## Start Data extract
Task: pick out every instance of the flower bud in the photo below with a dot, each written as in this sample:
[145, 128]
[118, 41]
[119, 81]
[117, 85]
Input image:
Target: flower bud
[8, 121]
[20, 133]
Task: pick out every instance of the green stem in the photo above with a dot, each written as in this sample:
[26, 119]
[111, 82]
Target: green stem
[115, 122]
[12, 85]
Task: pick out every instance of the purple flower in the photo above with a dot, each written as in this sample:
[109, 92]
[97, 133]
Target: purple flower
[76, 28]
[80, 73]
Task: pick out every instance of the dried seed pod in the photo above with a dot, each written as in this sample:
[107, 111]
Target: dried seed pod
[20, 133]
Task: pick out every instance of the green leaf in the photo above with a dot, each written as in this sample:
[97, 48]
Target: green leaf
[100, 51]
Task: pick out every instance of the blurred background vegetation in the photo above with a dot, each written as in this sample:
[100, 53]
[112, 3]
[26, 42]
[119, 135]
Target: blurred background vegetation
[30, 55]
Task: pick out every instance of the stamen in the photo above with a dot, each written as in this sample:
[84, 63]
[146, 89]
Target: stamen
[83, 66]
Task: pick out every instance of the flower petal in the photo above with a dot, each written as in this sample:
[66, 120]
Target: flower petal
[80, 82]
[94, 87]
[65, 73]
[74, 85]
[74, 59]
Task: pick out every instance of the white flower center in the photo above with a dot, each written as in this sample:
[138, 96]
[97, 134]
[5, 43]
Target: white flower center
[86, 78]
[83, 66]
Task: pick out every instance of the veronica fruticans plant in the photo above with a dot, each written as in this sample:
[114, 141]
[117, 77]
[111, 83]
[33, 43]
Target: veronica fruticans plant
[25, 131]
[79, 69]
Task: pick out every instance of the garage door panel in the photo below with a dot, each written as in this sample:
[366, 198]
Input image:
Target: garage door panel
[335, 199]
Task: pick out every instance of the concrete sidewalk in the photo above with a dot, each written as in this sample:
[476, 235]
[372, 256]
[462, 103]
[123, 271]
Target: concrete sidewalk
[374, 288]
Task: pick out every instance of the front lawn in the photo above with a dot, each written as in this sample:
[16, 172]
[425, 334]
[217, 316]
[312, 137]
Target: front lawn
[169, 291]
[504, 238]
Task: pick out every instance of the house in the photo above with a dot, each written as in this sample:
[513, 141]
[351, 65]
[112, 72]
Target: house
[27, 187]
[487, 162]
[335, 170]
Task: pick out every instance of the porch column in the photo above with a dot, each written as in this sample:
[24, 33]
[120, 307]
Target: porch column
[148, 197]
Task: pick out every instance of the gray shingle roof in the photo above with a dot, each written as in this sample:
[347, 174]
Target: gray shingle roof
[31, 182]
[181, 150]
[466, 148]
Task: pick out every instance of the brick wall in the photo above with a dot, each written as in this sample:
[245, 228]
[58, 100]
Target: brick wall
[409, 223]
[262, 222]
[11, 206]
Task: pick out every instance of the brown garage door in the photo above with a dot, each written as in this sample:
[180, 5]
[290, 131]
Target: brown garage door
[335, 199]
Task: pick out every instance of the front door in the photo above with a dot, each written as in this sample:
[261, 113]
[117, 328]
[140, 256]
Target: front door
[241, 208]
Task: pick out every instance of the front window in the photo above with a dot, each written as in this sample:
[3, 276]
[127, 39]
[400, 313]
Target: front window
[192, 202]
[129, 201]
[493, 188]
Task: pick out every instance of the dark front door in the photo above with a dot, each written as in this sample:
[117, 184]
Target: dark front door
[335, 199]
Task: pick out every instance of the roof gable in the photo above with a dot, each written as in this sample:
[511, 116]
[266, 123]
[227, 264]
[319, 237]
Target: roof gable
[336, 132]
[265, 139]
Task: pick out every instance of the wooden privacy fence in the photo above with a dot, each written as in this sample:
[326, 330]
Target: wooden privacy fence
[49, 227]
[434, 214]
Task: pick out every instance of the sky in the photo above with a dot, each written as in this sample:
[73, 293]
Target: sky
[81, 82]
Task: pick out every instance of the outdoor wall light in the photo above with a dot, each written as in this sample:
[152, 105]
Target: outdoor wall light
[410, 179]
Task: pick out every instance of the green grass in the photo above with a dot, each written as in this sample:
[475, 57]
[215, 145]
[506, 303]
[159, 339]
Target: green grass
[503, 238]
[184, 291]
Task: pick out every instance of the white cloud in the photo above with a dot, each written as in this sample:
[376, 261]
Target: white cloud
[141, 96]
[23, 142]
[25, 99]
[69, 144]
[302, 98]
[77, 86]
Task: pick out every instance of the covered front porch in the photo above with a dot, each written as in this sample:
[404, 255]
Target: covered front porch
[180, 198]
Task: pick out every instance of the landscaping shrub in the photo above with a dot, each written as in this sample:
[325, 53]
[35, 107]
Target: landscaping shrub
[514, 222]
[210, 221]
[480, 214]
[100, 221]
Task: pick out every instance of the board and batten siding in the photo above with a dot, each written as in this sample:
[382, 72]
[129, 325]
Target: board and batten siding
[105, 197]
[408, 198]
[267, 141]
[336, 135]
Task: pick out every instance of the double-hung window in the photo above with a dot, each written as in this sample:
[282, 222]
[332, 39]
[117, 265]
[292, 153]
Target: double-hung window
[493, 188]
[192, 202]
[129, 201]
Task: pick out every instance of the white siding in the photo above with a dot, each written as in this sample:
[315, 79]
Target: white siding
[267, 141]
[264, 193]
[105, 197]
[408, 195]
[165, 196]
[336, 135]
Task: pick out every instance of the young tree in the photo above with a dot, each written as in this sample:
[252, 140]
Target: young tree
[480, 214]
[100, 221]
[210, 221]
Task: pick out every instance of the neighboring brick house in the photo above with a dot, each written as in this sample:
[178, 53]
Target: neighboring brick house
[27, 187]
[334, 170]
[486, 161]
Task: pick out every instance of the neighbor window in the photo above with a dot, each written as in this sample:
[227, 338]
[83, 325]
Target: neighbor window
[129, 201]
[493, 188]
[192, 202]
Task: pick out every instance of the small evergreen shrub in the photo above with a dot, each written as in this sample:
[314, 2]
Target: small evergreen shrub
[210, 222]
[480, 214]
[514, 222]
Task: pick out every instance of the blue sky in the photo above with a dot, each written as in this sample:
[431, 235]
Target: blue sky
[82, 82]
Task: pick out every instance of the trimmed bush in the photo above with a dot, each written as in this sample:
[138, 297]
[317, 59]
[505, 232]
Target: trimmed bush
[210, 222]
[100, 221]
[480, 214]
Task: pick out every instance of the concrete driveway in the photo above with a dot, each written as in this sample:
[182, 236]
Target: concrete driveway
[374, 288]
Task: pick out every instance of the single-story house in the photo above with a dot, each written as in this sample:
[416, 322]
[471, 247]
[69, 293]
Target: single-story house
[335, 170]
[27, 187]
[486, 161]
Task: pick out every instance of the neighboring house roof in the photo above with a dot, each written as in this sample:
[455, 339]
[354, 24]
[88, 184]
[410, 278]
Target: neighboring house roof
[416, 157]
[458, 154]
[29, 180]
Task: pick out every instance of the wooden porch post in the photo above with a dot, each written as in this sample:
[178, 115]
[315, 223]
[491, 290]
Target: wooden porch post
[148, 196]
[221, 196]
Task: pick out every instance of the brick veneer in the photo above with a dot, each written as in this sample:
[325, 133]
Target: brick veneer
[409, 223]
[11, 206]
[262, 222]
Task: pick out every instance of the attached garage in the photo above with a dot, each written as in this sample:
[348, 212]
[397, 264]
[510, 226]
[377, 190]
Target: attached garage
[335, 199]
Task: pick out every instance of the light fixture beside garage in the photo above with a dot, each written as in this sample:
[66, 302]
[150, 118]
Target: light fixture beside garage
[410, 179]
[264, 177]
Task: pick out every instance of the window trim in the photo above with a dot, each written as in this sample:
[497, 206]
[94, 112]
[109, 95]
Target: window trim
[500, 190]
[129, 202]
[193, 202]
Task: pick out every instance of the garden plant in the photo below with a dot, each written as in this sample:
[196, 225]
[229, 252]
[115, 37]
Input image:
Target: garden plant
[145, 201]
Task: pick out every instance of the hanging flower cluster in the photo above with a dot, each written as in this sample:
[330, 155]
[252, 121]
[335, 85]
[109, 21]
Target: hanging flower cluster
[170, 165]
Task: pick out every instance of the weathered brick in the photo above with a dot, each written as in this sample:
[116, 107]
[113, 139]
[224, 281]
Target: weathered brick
## End Data extract
*Directive*. Copy the part of the records above that begins with the line containing "Task: pick out every instance of the window" and runs through the end of the records, keeping every line identical.

*Final result*.
Task: pick out every instance of the window trim in the photo above with a dot, each written as in this sample:
[497, 206]
[94, 112]
[109, 95]
Target: window trim
[500, 190]
[129, 202]
[193, 202]
Task: pick out every instance of the garden plant in the photo below with a dot, each written as in this sample:
[196, 225]
[229, 252]
[115, 37]
Input image:
Target: garden plant
[145, 201]
Task: pick out every instance of the hanging flower cluster in the photo above with a dot, each written as in this sample:
[330, 155]
[252, 121]
[335, 85]
[109, 21]
Target: hanging flower cluster
[170, 165]
Task: pick out every instance of the weathered brick in the photo above with a dot, each written as in this sample:
[116, 107]
[113, 139]
[224, 281]
Target: weathered brick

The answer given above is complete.